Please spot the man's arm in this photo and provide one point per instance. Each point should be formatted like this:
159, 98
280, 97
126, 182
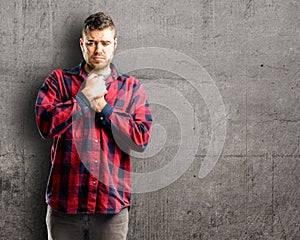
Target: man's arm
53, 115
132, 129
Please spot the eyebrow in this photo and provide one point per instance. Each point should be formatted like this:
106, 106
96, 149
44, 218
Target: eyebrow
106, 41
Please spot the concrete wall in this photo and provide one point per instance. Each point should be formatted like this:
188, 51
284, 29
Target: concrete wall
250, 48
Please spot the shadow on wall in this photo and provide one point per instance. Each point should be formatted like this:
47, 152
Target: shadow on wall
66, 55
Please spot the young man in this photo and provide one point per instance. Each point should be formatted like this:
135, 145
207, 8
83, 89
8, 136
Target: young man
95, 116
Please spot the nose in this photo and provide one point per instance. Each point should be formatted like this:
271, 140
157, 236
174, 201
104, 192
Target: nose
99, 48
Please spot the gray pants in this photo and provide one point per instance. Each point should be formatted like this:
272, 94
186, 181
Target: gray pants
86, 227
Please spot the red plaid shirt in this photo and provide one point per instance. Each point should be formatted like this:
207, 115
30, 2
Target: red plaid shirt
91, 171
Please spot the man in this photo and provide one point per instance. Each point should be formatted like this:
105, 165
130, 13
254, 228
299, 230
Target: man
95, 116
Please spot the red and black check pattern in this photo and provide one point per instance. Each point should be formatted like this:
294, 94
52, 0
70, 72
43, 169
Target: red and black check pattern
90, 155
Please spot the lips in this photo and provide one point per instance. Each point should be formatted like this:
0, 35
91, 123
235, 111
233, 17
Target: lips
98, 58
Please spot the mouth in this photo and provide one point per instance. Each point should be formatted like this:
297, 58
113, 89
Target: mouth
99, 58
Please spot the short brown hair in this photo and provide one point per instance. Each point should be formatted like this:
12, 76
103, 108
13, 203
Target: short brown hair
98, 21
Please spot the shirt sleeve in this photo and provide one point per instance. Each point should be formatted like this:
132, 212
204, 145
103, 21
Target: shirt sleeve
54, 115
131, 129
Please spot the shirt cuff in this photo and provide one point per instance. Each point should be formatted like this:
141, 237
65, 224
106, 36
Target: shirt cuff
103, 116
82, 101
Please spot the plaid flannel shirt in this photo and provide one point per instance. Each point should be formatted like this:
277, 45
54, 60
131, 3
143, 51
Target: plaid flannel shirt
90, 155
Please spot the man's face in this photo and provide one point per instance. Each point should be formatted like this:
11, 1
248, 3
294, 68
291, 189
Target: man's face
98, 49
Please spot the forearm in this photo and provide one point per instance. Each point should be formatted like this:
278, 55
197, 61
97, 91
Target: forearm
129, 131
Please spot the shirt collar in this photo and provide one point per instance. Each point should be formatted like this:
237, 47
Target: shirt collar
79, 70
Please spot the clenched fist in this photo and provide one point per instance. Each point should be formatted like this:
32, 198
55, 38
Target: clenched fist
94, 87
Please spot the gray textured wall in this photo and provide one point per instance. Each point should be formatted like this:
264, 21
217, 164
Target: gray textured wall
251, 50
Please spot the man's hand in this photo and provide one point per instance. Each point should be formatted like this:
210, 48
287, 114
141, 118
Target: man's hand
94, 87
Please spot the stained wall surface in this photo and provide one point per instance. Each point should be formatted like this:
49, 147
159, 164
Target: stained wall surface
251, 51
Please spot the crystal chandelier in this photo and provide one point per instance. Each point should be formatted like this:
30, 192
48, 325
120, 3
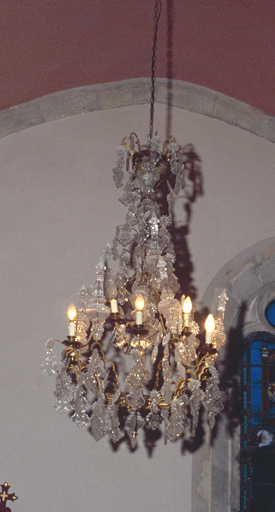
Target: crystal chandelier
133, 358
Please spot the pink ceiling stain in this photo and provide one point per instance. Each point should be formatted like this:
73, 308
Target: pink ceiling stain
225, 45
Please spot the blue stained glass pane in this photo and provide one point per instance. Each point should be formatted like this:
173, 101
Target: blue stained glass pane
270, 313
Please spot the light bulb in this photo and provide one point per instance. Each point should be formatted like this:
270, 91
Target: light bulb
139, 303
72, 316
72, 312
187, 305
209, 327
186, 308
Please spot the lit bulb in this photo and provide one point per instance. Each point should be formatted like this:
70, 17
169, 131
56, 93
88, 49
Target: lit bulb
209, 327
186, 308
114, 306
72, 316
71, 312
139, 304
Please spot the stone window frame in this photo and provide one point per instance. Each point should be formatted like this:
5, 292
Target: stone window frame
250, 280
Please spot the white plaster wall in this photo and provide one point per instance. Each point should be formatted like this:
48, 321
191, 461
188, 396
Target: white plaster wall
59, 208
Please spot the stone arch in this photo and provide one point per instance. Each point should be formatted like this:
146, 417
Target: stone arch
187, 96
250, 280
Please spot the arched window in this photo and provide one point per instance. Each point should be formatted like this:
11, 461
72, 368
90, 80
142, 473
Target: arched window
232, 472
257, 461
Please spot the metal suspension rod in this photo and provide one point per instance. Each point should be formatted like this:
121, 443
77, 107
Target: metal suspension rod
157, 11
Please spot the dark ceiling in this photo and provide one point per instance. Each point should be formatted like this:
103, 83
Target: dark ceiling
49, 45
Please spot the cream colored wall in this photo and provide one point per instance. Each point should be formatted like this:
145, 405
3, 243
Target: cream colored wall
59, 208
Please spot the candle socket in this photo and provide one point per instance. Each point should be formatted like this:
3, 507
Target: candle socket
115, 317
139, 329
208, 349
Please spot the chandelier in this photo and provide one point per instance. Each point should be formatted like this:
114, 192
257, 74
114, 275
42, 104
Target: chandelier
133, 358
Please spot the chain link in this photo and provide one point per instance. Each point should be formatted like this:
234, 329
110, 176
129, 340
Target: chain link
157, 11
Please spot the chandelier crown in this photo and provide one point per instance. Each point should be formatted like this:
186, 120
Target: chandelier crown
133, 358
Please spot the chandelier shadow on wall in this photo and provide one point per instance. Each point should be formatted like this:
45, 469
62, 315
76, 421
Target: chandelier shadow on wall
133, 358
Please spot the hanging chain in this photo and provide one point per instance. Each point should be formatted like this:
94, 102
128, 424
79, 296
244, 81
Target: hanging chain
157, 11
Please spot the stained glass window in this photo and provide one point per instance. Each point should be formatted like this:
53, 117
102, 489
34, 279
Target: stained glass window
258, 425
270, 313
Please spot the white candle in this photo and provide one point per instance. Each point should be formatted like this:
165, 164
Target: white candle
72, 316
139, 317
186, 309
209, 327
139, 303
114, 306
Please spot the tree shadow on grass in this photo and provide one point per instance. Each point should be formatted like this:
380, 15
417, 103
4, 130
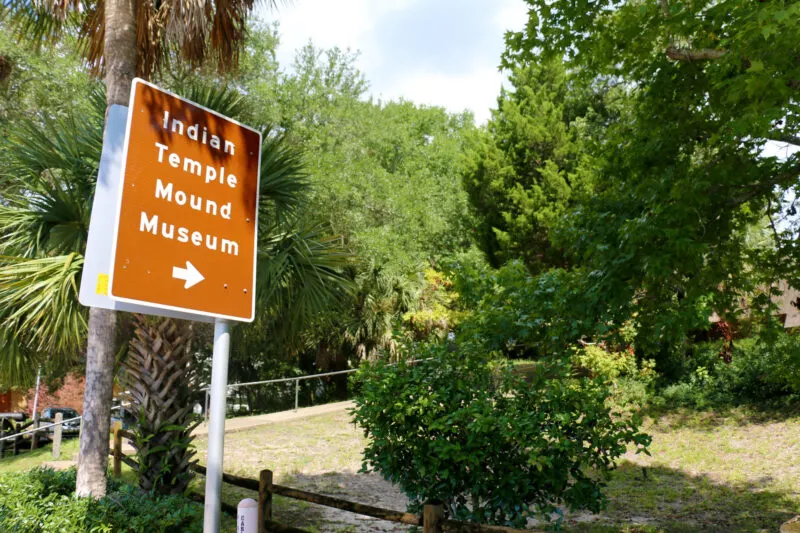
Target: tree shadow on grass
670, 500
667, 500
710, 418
○ ○ ○ ○ ○ ○ ○
EXERCISE INSTRUCTIONS = Omit every picture, and otherwise quote the entries exactly.

ANSWER =
Please spot the man's arm in this photo and provide one point per instance. Each point should be formatted like this:
159, 98
280, 97
126, 182
Target: man's arm
53, 115
132, 129
Please spot the eyebrow in this photo and provide one point per instance. Each point should be formatted like this:
106, 106
96, 149
44, 218
Target: eyebrow
106, 41
Please spot the concrete wall in this photo and provide one point per instance. Each point should be formatted like this:
188, 51
284, 29
Target: concrete wall
250, 48
Please spot the shadow on wall in this photo and provide one point per instance. Each point should be formatted like this:
47, 152
Target: shadow on wall
66, 55
Please spot the young man in this photo and provide one point per instance. Each point should be formatted like this:
135, 145
207, 8
83, 89
8, 136
Target: young man
95, 116
Please spot the nose in this photo and provide one point per instance. Each point should be formatted like this:
271, 140
157, 236
174, 201
104, 192
Target: nose
99, 48
Please spot the gray pants in this photo and provide one point per instance. Each point should be formatted like this:
272, 94
186, 181
Target: gray pants
86, 227
Please spot the red plaid shirt in this photo and provide one point per instance. Each point should be formatted like this:
207, 115
30, 2
Target: red plaid shirt
91, 171
Please spot the man in this photo and provide one point per instance. Each point should be formatted like this:
105, 165
130, 13
254, 228
299, 230
Target: man
95, 116
Please spot the red and black check pattern in this photo and provide one point per instance. Each point should be formatted like this:
294, 94
52, 0
70, 72
43, 169
Target: red and black check pattern
90, 155
Please spot the lips in this photo and provide one point per instance. Each point should be formatted like this:
0, 35
91, 123
235, 111
233, 17
Target: lips
98, 58
Please spot the mouth in this photo and provide one point per instance. Each point should be formatted like this:
297, 58
113, 89
Target: mouth
99, 58
Please spot the short brown hair in this photo and provide one point per instance. Each point should be formatted like this:
12, 76
103, 108
13, 203
Target: short brown hair
98, 21
Please spot the shirt sleeve in this photo and provide one point per instance. Each point should be formatted like this:
132, 212
204, 145
103, 21
Target: shirt sleeve
54, 115
131, 129
Please spot the shirt cuff in this photo and provide one point per instance. Each point should be formatted like this:
141, 237
65, 224
106, 36
Target: shirt cuff
103, 116
82, 101
Please spot the plaid flannel shirt in this photo and provide one point per instance. Each point should be formatted like this:
277, 45
54, 60
131, 3
143, 51
Target: plaid flannel shirt
90, 155
Please spot the man's face in this photo and provide one point per instance. Each point should be formatted like this:
11, 1
248, 3
294, 68
291, 189
Target: man's face
98, 49
Please spot the forearm in this photo and provide one point per instance. Each point should be formatted like this:
278, 55
197, 61
97, 91
Target: forearm
129, 131
Please spot the shirt collar in this photo and provide one point per instance. Each point should be formatted like this:
237, 47
Target: shirt collar
79, 70
Please spot the clenched fist in this photo and provide one point per instance. Each point should be formatted like this:
32, 198
55, 38
Target: clenched fist
94, 87
Please spot the gray textured wall in this photo and provide one point per instance. Each point should be formatted like this:
264, 21
217, 164
Target: gray textured wall
251, 50
Please spot the man's hand in this photo and provide one point per instance. Each point should be formatted like this:
210, 48
287, 114
141, 118
Target: man's hand
94, 87
Please spot the stained wall surface in this photo and provide one point per instance. Each point should be formatted like this:
49, 147
159, 164
Target: stained wall surface
251, 51
Please spot the crystal chandelier in this photo and provide one point per instance. Each point should be formatted like this:
30, 192
48, 325
120, 3
Target: crystal chandelier
133, 358
Please spot the pink ceiling stain in this photo and provide one point per instance. Each point should be formatted like this:
73, 308
Target: pink ceiling stain
225, 45
Please spot the blue stained glass pane in this photo and provide one point per instance. Each point should be formatted like this:
173, 101
Target: blue stained glass pane
270, 313
Please spot the light bulb in this photo and provide one point per instance. Each point should be formatted like this:
270, 91
Target: light bulb
139, 303
72, 316
72, 312
187, 305
209, 327
186, 308
Please spot the lit bulb in this photo and provide one point per instance. Each point should be formatted like this:
70, 17
169, 131
56, 93
88, 49
Target: lit bulb
209, 327
186, 308
114, 306
72, 316
71, 312
139, 304
Please spot the stone window frame in this photo and provide one point per instance. Each point should be formatted like this:
5, 292
Target: stone window frame
250, 280
Please spot the white plaster wall in this photo and provide one point per instance. Each point should be formatted like this:
48, 321
191, 461
188, 396
Target: white plaster wall
59, 208
Please spot the stone arch in this photo and provide one point per instance. Each point should be formatted like this:
146, 417
Target: stone arch
187, 96
250, 280
Please spot the arched window in this photo and provide one point per instance. Each point should be formatted like this:
11, 461
72, 368
90, 80
142, 473
Target: arched window
232, 472
257, 461
Please spot the metal suspension rod in this photo and provide one point per instance. Each point should be formatted like this:
121, 443
77, 107
Target: metal suspension rod
157, 11
Please spot the dark ceiling in this photo and provide one point per instance. Each point should be formatted like this:
103, 83
Target: dark ceiling
49, 45
Please spot the cream colored wall in this photo and provide one point per instance. Each point should be formatted like this:
145, 405
3, 243
Target: cream colored wall
59, 208
Please spot the candle socket in this photo and provide one point per instance. Each point should be formatted like this:
3, 507
Target: candle socket
115, 317
139, 329
208, 349
Please spot the chandelier in this photo and provide one point per instance. Each point should be formatted like this:
114, 192
257, 74
114, 275
42, 104
Target: chandelier
133, 358
Please spot the chain link in this photo and provide one point per instance. Each point should be formatted like this:
234, 329
110, 176
129, 340
Target: chain link
157, 11
Please spot the chandelier crown in this photo and provide one point per instance. Each point should be formatted like this:
186, 120
Target: chandelier crown
133, 358
Please spot the chandelier shadow on wall in this photo and provide one point per instance. Each point should be formatted like this:
45, 469
62, 315
76, 421
Target: chandelier shadow on wall
133, 358
Please spot the hanging chain in this photo and provide one point per instance. Each point should be formatted like this:
94, 102
128, 424
79, 296
244, 81
Target: hanging chain
157, 11
Please spot the stained glass window in this photo and provide one point per instance. Each point should be formatted like this:
53, 117
102, 489
34, 279
Target: stained glass window
258, 425
270, 313
Please spot the white candle in this photo and provide one point per instance. Each point should be formatted like this:
165, 164
Target: white candle
72, 316
139, 317
186, 309
209, 327
139, 303
114, 306
Please spot the tree shadow on grass in this photo and provide one point per instance. Each point should be formatted like this:
380, 15
417, 103
4, 130
Target: tree shadow on grass
670, 500
667, 500
710, 418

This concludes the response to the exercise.